She then yells toward Scott, “Keith, don’t you do it!” It’s unclear whether she is telling him not to get out of the vehicle he’s in.

Police fire their weapons, and Scott can be seen lying on the ground.

“Did you shoot him?” Rakeyia Scott asks officers. “He better live. He didn’t do nothing to them.”

Keith Scott was waiting in his truck for his young son to come home from school, his lawyer told NBC News’ Gabe Gutierrez, but his wife had gone inside their apartment to grab a cell phone charger. She was gone for about three minutes and began recording once she emerged from the apartment.

Rakeyia Scott with Keith Scott, in a photograph posted to Rakeyia's Facebook in February.
Facebook
Rakeyia Scott with Keith Scott, in a photograph posted to Rakeyia's Facebook in February.

Scott’s family released Rakeyia Scott’s video to the media on Friday, even as police have been refusing to release their own video; police have dashcam and body camera footage of the shooting.

The shooting on Tuesday sparked protests that ended in violence and a state of emergency declaration in Charlotte.

The man’s family maintained that he didn’t have a gun at the time of the encounter. Justin Bamberg, the family’s lawyer, told Gutierrez that Keith Scott’s brain injury that Rakeyia referenced in the video had been sustained during a motorcycle accident in October 2015.

So far, there is no definitive evidence that Keith Scott was holding a gun. “The video does not give me absolute, definitive, visual evidence that would confirm that a person is pointing a gun,” Charlotte-Mecklenburg Police Chief Kerr Putney said Thursday, referring to police footage.

At the end of Rakeyia Scott’s video, an officer in red appears to pick up an object from the ground. It’s not clear what the object is.

[Boundary labeling entries]
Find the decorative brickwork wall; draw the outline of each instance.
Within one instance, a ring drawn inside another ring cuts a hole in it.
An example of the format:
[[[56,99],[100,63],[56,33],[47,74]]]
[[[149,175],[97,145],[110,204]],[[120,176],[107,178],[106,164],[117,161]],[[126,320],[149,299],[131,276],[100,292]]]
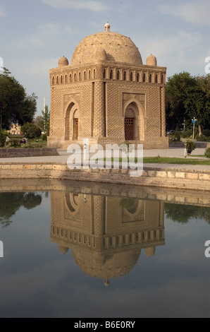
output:
[[[84,38],[70,65],[62,57],[58,68],[50,70],[48,146],[66,148],[71,143],[82,145],[84,138],[103,146],[121,144],[125,140],[125,118],[132,112],[131,143],[144,148],[168,148],[166,76],[166,68],[158,66],[155,57],[143,64],[137,47],[126,36],[105,27],[104,32]]]

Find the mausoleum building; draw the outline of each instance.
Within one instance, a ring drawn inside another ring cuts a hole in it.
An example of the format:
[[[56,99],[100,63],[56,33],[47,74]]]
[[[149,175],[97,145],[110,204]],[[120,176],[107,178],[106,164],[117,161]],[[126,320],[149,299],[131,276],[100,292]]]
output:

[REQUIRED ACTIONS]
• A. Translate this sentence from the report on the Keith Scott shooting into Spanish: "The shooting on Tuesday sparked protests that ended in violence and a state of emergency declaration in Charlotte."
• B. According to the report on the Keith Scott shooting, how and when did Keith Scott sustain his brain injury?

[SOLUTION SET]
• A. El tiroteo del martes desató protestas que terminaron en violencia y en una declaración de estado de emergencia en Charlotte.

• B. He sustained it in a motorcycle accident in October 2015.